THE EXERCISE: Reproduce the data below with "Outlines" renamed to "Contours" at every occurrence, leaving all other text unchanged.

[Annotation records]
>> Start

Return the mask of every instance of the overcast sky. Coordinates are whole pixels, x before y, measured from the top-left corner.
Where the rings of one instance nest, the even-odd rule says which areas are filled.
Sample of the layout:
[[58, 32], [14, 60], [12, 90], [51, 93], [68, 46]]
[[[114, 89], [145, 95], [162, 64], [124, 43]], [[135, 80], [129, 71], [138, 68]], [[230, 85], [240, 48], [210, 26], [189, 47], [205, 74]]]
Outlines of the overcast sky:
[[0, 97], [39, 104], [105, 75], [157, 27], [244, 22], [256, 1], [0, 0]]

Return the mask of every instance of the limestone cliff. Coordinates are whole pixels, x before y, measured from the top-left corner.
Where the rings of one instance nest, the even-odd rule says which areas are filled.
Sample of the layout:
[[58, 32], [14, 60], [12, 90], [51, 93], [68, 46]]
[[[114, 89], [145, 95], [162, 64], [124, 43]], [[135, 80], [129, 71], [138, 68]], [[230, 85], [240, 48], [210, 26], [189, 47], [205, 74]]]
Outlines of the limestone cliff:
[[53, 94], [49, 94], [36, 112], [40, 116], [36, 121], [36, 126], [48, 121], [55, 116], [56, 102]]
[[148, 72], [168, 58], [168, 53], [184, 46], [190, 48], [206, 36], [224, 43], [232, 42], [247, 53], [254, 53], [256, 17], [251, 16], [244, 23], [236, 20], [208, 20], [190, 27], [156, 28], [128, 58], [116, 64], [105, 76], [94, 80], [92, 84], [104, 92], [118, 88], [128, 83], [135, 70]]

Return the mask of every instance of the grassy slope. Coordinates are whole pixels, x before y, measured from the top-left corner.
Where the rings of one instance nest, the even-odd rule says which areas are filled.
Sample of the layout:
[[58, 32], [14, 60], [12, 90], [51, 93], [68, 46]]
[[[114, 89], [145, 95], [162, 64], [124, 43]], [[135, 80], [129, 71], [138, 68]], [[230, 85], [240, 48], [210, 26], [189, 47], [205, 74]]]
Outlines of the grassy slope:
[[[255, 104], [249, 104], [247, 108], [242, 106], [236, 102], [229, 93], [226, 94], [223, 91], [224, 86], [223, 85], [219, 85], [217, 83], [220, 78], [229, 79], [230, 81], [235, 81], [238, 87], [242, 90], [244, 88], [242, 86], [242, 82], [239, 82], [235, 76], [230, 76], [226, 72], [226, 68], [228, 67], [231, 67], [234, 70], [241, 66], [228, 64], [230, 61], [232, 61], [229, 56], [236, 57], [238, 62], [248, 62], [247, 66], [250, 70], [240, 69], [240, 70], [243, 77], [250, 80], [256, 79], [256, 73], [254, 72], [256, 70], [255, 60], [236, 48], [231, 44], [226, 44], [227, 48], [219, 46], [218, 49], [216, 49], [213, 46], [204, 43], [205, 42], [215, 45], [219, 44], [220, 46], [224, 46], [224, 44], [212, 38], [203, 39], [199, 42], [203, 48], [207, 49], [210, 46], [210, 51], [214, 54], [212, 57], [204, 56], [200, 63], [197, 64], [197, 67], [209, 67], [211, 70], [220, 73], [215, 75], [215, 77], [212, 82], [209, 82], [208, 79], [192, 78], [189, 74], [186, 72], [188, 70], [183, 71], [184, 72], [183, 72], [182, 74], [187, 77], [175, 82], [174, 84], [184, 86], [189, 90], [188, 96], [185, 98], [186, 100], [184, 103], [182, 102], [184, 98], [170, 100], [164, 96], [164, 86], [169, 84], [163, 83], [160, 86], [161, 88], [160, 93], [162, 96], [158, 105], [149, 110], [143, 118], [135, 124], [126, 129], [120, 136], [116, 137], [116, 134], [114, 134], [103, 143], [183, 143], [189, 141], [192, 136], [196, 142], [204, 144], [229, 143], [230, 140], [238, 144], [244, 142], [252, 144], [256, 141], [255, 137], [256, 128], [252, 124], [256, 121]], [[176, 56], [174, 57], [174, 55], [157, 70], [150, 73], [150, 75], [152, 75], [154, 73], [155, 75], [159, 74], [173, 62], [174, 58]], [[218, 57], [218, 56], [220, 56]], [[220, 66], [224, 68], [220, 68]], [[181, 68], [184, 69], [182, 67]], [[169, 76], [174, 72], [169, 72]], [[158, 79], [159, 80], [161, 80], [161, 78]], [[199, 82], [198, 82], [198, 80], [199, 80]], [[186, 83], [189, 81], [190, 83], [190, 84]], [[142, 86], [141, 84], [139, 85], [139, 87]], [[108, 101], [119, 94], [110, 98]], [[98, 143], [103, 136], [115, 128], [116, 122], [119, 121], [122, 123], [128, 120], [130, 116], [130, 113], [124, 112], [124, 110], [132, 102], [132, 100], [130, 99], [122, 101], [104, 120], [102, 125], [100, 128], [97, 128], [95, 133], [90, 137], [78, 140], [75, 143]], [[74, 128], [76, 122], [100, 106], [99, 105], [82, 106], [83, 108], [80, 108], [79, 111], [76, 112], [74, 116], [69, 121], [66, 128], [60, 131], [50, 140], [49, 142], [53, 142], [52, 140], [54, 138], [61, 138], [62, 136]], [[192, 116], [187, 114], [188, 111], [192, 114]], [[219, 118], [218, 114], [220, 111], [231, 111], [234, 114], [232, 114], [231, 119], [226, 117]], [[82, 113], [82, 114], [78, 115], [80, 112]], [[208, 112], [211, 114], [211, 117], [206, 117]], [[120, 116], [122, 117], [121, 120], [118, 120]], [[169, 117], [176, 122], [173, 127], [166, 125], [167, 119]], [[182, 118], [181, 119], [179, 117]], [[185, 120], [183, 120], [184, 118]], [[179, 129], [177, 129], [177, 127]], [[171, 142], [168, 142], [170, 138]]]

>> End

TASK RESPONSE:
Return the mask of every instance of the overcast sky. Coordinates are whole pixels, x before y, measured from the top-left corner.
Where the rings of one instance nest, the even-odd rule says which areas are filled.
Sample of the layout:
[[58, 32], [14, 60], [12, 90], [51, 93], [68, 46]]
[[[114, 89], [145, 95], [162, 64], [124, 43]], [[135, 80], [129, 71], [138, 68]], [[230, 85], [240, 48], [210, 26], [189, 47], [205, 74]]]
Contours of the overcast sky:
[[0, 97], [39, 104], [105, 75], [157, 27], [244, 22], [256, 1], [0, 0]]

Return the mask of every instance of the limestone cliff. Coordinates are whole pixels, x before y, measured from the top-left corner.
Where the rings of one instance nest, the even-odd rule says which areas are filled.
Sample of the layout:
[[58, 32], [14, 60], [12, 90], [51, 93], [68, 46]]
[[[114, 89], [145, 95], [162, 64], [124, 43]], [[135, 80], [129, 71], [138, 68]], [[230, 85], [240, 48], [210, 26], [189, 47], [205, 74]]]
Contours of the limestone cliff:
[[53, 94], [49, 94], [36, 112], [40, 116], [36, 121], [36, 126], [48, 121], [55, 116], [56, 102]]
[[148, 72], [168, 58], [168, 53], [184, 46], [190, 48], [206, 36], [224, 43], [232, 42], [247, 53], [254, 53], [256, 17], [251, 16], [244, 23], [236, 20], [208, 20], [190, 27], [156, 28], [128, 58], [116, 64], [105, 76], [94, 80], [92, 84], [104, 92], [118, 88], [128, 83], [135, 70]]

Return the mask of every instance of the grassy slope. Coordinates are whole pixels, x before y, measured from the top-left corner.
Where the rings of one instance nest, the even-odd rule says which areas are filled.
Sample of the layout:
[[58, 32], [14, 60], [12, 90], [51, 93], [68, 46]]
[[[114, 89], [145, 95], [162, 64], [124, 43]], [[135, 80], [129, 71], [138, 68]], [[230, 85], [240, 48], [210, 26], [189, 47], [205, 74]]]
Contours of the grassy slope:
[[[255, 104], [249, 104], [247, 108], [242, 106], [236, 102], [229, 93], [226, 94], [223, 91], [224, 86], [223, 85], [219, 85], [217, 83], [220, 78], [229, 79], [230, 81], [235, 81], [238, 87], [242, 90], [244, 88], [242, 86], [242, 82], [239, 82], [235, 76], [230, 76], [226, 72], [226, 68], [228, 67], [231, 67], [234, 70], [241, 66], [228, 64], [230, 61], [232, 61], [229, 56], [236, 57], [238, 62], [248, 62], [247, 66], [250, 70], [240, 69], [240, 70], [243, 77], [250, 80], [256, 79], [256, 73], [254, 72], [256, 70], [255, 60], [236, 48], [231, 44], [226, 44], [227, 48], [219, 46], [218, 49], [216, 49], [213, 46], [204, 43], [205, 42], [215, 45], [219, 44], [220, 46], [224, 46], [224, 44], [212, 38], [203, 39], [199, 42], [203, 48], [207, 49], [210, 46], [210, 51], [214, 54], [212, 57], [204, 56], [200, 63], [197, 64], [197, 67], [209, 67], [211, 70], [220, 73], [215, 75], [215, 77], [212, 82], [209, 82], [208, 79], [192, 78], [189, 74], [186, 72], [188, 70], [183, 71], [184, 72], [183, 72], [182, 74], [187, 77], [175, 82], [174, 84], [184, 86], [189, 90], [188, 96], [185, 98], [186, 100], [184, 103], [182, 102], [184, 98], [170, 100], [164, 96], [164, 86], [169, 84], [163, 83], [160, 86], [161, 88], [160, 93], [162, 96], [158, 105], [149, 110], [143, 118], [135, 124], [126, 129], [120, 136], [116, 137], [116, 134], [114, 134], [103, 143], [183, 143], [189, 141], [192, 136], [196, 142], [204, 144], [229, 143], [230, 140], [238, 144], [244, 142], [252, 144], [256, 141], [255, 137], [256, 128], [252, 124], [256, 121]], [[176, 56], [174, 57], [174, 55], [157, 70], [150, 73], [150, 75], [152, 75], [154, 73], [155, 75], [159, 74], [173, 62], [174, 58]], [[218, 57], [218, 56], [220, 56]], [[220, 66], [224, 68], [220, 68]], [[181, 68], [184, 69], [182, 67]], [[169, 76], [174, 72], [169, 72]], [[158, 79], [159, 80], [161, 80], [161, 78]], [[199, 82], [198, 82], [198, 80], [199, 80]], [[186, 83], [189, 81], [190, 83], [190, 84]], [[142, 86], [141, 84], [139, 85], [139, 87]], [[108, 101], [119, 94], [110, 98]], [[98, 143], [103, 136], [115, 128], [116, 122], [119, 121], [122, 123], [128, 120], [130, 116], [130, 113], [124, 112], [124, 110], [132, 102], [132, 100], [130, 99], [122, 101], [104, 120], [102, 125], [100, 128], [97, 128], [95, 133], [90, 137], [78, 140], [75, 143]], [[74, 128], [76, 122], [100, 106], [99, 105], [82, 106], [83, 108], [80, 108], [79, 111], [76, 112], [74, 116], [69, 121], [66, 128], [60, 131], [50, 140], [49, 142], [53, 142], [52, 140], [54, 138], [61, 138], [62, 136]], [[192, 116], [187, 114], [188, 111], [192, 114]], [[219, 118], [218, 114], [220, 111], [231, 111], [234, 114], [232, 114], [231, 119], [226, 117]], [[82, 113], [82, 114], [78, 115], [80, 112]], [[208, 112], [211, 114], [211, 117], [206, 117]], [[120, 116], [122, 117], [121, 120], [118, 120]], [[169, 117], [176, 122], [173, 127], [166, 125], [167, 119]], [[182, 118], [181, 119], [179, 117]], [[185, 120], [183, 120], [184, 118]], [[179, 129], [177, 129], [177, 127]], [[171, 142], [168, 142], [170, 138]]]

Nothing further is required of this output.